> Document excerpt:
* * *

There are four main types of endowments:

  • Unrestricted: The nonprofit can use the funds in any way they choose.
  • Restricted: These endowments limit use of funds to specific ways the donor specifies, such as to purchase a piece of property or to serve a certain part of the nonprofit's community.
  • Term: The organization can only access the funds after a period of time set by the donor.
  • Quasi: In a quasi endowment, the nonprofit's governing board directs the funds, instead of donors controlling or restricting them.

What you need to know to get started

All endowment funds have three important components in place. The first is the investment policy. This gives the fund manager guidelines about how they can invest the money. For example, the investment policy may stipulate that the fund can only be in certain types of securities.

The endowment also needs a withdrawal policy. This states how and when the nonprofit can take money from the fund. If the endowment is a term fund, it may specify the date and frequency with which the organization can access the money, such as monthly or quarterly.

* * *

> Exercise set:
A – In the endowment excerpt, who directs the funds in a quasi endowment?
B – Please continue the endowment excerpt, picking up right after its final sentence.

> Dataset excerpts:
* * *

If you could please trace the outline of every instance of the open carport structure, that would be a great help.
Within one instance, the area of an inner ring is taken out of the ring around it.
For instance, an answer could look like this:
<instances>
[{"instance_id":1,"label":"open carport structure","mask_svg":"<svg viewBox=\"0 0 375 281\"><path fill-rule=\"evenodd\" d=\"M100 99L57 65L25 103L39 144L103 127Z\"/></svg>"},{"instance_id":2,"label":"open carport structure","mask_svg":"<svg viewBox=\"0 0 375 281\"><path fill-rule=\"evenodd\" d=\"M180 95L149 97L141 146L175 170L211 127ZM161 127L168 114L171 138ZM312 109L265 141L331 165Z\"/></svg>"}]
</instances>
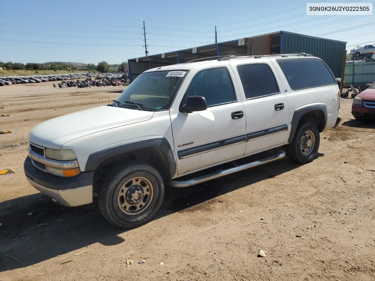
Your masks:
<instances>
[{"instance_id":1,"label":"open carport structure","mask_svg":"<svg viewBox=\"0 0 375 281\"><path fill-rule=\"evenodd\" d=\"M303 52L322 58L335 76L342 77L346 42L285 31L193 47L128 60L132 81L144 71L154 67L182 63L201 58L216 59L218 56L236 56Z\"/></svg>"}]
</instances>

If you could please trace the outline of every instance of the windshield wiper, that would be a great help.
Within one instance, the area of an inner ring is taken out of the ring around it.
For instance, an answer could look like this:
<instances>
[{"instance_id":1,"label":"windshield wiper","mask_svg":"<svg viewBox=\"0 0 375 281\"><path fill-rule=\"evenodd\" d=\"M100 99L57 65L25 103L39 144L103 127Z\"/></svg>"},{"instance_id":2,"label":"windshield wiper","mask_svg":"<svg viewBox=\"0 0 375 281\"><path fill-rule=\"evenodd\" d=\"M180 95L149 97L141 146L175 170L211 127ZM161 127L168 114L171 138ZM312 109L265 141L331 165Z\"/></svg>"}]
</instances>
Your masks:
<instances>
[{"instance_id":1,"label":"windshield wiper","mask_svg":"<svg viewBox=\"0 0 375 281\"><path fill-rule=\"evenodd\" d=\"M130 100L125 100L124 102L124 103L130 103L132 105L134 105L135 106L135 107L137 108L137 109L138 110L143 110L140 106L141 105L143 106L143 105L141 105L140 103L136 103L134 102L131 102Z\"/></svg>"}]
</instances>

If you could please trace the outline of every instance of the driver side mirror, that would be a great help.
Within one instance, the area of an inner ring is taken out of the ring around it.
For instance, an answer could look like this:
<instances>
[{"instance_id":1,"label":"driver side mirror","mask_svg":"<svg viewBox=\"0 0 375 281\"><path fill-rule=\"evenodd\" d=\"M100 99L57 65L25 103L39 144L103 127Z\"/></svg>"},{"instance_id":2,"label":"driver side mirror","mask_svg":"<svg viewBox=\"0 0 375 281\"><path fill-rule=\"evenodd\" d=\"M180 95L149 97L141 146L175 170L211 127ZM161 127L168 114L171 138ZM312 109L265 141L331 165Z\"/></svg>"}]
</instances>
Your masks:
<instances>
[{"instance_id":1,"label":"driver side mirror","mask_svg":"<svg viewBox=\"0 0 375 281\"><path fill-rule=\"evenodd\" d=\"M183 105L180 111L187 113L194 111L202 111L207 109L207 102L201 96L190 96L186 99L186 103Z\"/></svg>"}]
</instances>

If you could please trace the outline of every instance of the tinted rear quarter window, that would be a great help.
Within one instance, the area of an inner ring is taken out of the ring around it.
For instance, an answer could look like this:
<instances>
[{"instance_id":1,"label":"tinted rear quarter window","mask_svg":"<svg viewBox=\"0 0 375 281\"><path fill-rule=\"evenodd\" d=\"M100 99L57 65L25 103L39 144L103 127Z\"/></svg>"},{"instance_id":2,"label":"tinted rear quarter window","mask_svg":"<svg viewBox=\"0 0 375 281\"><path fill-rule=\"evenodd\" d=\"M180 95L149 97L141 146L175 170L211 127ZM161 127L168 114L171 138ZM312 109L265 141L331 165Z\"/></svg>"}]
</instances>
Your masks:
<instances>
[{"instance_id":1,"label":"tinted rear quarter window","mask_svg":"<svg viewBox=\"0 0 375 281\"><path fill-rule=\"evenodd\" d=\"M319 87L335 83L329 70L318 58L284 58L276 60L292 90Z\"/></svg>"}]
</instances>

* * *

> Expected outputs:
A – The nonprofit's governing board directs them.

B –
The final component of an endowment is its usage policy. This part states how the institution can use the money. Some funds are only for scholarship purposes, while others may be for capital investments, such as building a new facility.

Financial flexibility

Setting up an endowment fund gives organizations a way to generate money over time. Nonprofits are often focused on serving the immediate needs of their cause. An endowment provides a pipeline of funds that the institution can stretch over a longer period of time to diversify sources of income.

Having another revenue stream also helps with sustainability. This can give nonprofit managers greater financial flexibility. For example, an endowment can cover regular operating costs, while fundraising drives generate money for other goals, such as expansion programs.

Creating an endowment fund also signals to donors that your nonprofit is well-managed and has a solid plan for future operation. It provides a way to give your nonprofit a gift that will outlive them, as well as the option to designate how you'll use their donation.

Launching your endowment fund

To start an endowment, the nonprofit needs to determine how much money it would like to request or build. Experts suggest that the minimum should be at least twice the annual operating budget. Cultivating endowment donors can be a big undertaking, and you'll want to consider this a long-term project.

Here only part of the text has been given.